INPUT DATA:
*****
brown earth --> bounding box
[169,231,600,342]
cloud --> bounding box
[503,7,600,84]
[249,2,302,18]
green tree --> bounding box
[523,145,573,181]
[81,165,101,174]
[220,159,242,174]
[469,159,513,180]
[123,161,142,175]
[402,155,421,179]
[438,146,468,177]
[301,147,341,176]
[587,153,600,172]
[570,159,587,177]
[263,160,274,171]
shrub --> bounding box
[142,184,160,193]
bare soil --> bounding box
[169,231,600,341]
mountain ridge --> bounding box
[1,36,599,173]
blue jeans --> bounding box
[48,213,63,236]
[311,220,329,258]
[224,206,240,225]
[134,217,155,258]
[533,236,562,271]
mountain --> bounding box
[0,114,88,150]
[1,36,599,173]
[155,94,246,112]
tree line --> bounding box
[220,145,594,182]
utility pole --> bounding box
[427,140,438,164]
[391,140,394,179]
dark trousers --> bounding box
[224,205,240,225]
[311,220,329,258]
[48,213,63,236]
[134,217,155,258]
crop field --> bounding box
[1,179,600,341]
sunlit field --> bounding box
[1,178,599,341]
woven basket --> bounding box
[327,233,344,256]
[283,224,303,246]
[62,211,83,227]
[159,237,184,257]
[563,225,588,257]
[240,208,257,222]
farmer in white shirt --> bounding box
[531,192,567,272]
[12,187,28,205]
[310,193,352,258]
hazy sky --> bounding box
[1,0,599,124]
*****
WHAT IS NEEDED: Print the records above again, every one, exactly as written.

SOLUTION FOR THIS TASK:
brown earth --> bounding box
[169,231,600,342]
cloud --> bounding box
[503,7,600,84]
[249,2,302,18]
green tree --> bounding box
[523,145,573,181]
[81,165,101,174]
[220,159,242,174]
[469,159,513,180]
[123,161,142,175]
[402,155,421,179]
[438,146,468,177]
[301,147,341,176]
[587,153,600,172]
[570,159,587,177]
[263,160,274,171]
shrub --> bounding box
[142,184,160,193]
bare soil --> bounding box
[169,231,600,341]
mountain ridge --> bounding box
[1,36,599,173]
blue jeans --> bounding box
[48,213,63,236]
[311,220,329,258]
[224,206,240,225]
[134,217,155,258]
[533,236,562,271]
mountain --> bounding box
[0,114,88,150]
[1,36,599,173]
[155,94,246,112]
tree line --> bounding box
[220,145,594,182]
utility pole --> bounding box
[427,140,438,164]
[391,140,394,179]
dark trousers --> bounding box
[224,205,240,225]
[311,220,329,258]
[48,213,63,236]
[134,217,155,258]
crop field --> bounding box
[1,179,600,341]
sunlit field --> bounding box
[1,178,599,341]
woven basket --> bounding box
[327,233,344,256]
[283,224,303,246]
[62,211,83,227]
[159,237,184,257]
[563,225,588,257]
[240,208,257,222]
farmer in white shirt --> bounding box
[531,192,567,272]
[12,187,28,205]
[310,193,352,258]
hazy sky --> bounding box
[1,0,599,124]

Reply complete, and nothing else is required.